• **PROBLÈME A**: Les affirmations suivantes concordent-elles avec l'article sur la légalisation du cannabis en Uruguay ? (i) Le texte de loi a été approuvé par 50 voix sur 96. (ii) En Uruguay, la consommation de marijuana est actuellement pénalisée. (iii) Le projet de loi a été déposé il y a deux ans. Répondez par oui ou non à chacune, en citant les mots de l'article qui tranchent.
• **PROBLÈME B**: Rédigez la suite de l'article sur la légalisation du cannabis en Uruguay, après sa dernière phrase.

Après plusieurs mois de débats au Parlement, le cannabis a été légalisé par les députés uruguayens, mercredi. Le projet de loi,  déposé il y a un an, a notamment pour but de permettre à l'Etat de gérer le commerce du"cannabis et de ses dérivés ".

Vote serré des députés

Actuellement, la consommation de marijuana n'est pas pénalisée en Uruguay. En revanche, interdiction de la commercialiser. Pour le président José Mujica, "les politiques répressives"  appliquée depuis 100 ans "ne font que favoriser le trafic" . Après 14 heures
de débats au Parlement, le texte a été approuvé par 50 voix sur 96, notamment grâce aux voix
du Frente amplio (gauche), parti au pouvoir, également majoritaire au Sénat.

Le trafic de
drogue, fléau du pays

Selon le Conseil national des drogues (JND), environ 20.000 Urugayens consommeraient quotidiennement du cannabis. La quantité de drogue commercialisée chaque année dans le pays est estimée à 22 tonnes, ce qui rapporte sur les marchés parallèles de 30 à 40 millions de dollars.

• **EXTRAIT DE DONNÉES**:

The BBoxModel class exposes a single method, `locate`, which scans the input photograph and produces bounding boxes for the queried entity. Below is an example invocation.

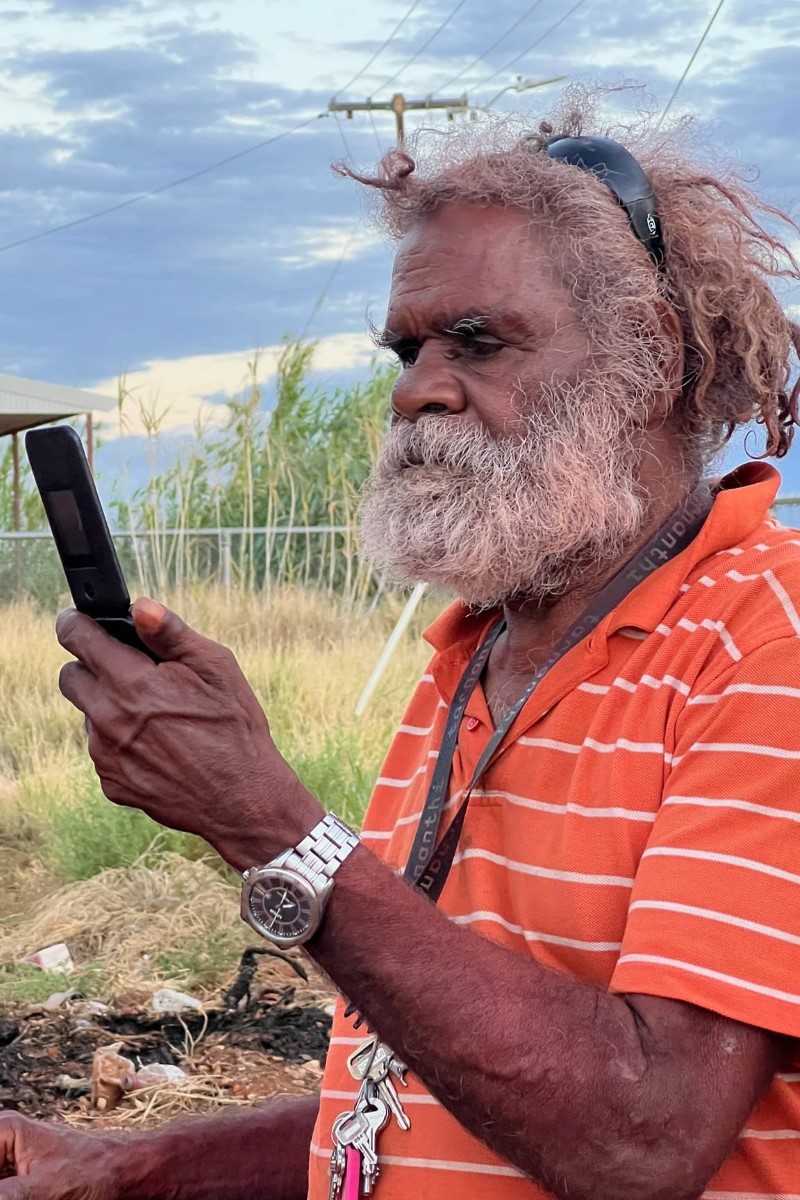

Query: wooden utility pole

• **RÉPONSE RÉDIGÉE A**:
(i) Oui : « le texte a été approuvé par 50 voix sur 96 ».
(ii) Non : « la consommation de marijuana n'est pas pénalisée en Uruguay ».
(iii) Non : « déposé il y a un an ».

• **RÉPONSE RÉDIGÉE B**:
Mercredi en
début de séance, le député Sebastian Sabini avait expliqué que le but n'était
surtout "pas de promouvoir la consommation, (qui) existe  déjà ". La
priorité de ce projet serait bien de couper les liens entre consommateurs et réseaux
mafieux, afin de lutter contre le trafic de drogue. Selon ce député, ce fléau "finance le crime organisé et des activités illicites comme la
vente d'armes ou le blanchiment d'argent
". La démarche est donc de lutter contre le trafic de drogue "dans
ses aspects substantiels",
et non contre les petits consommateurs.

Soutien du président

C'est la présidence qui a déposé le texte à l'été 2012. L'objectif de cette loi est clair : "minimiser les risques et réduire les dommages de l'usage du cannabis ". Assumée par le président José Mujica, dit Pépé, le but du texte est aussi lutter contre le trafic de drogue lui-même, et donc les trafiquants. 

L'Etat, futur dealer officiel

Le projet de loi vise à
permettre à l'Etat de gérer le commerce de cannabis. Un organisme serait créé : l'Institut de régulation et de
contrôle du cannabis. L'IRCCA gérerait alors la production et la distribution et
veillerait à l'application de la loi.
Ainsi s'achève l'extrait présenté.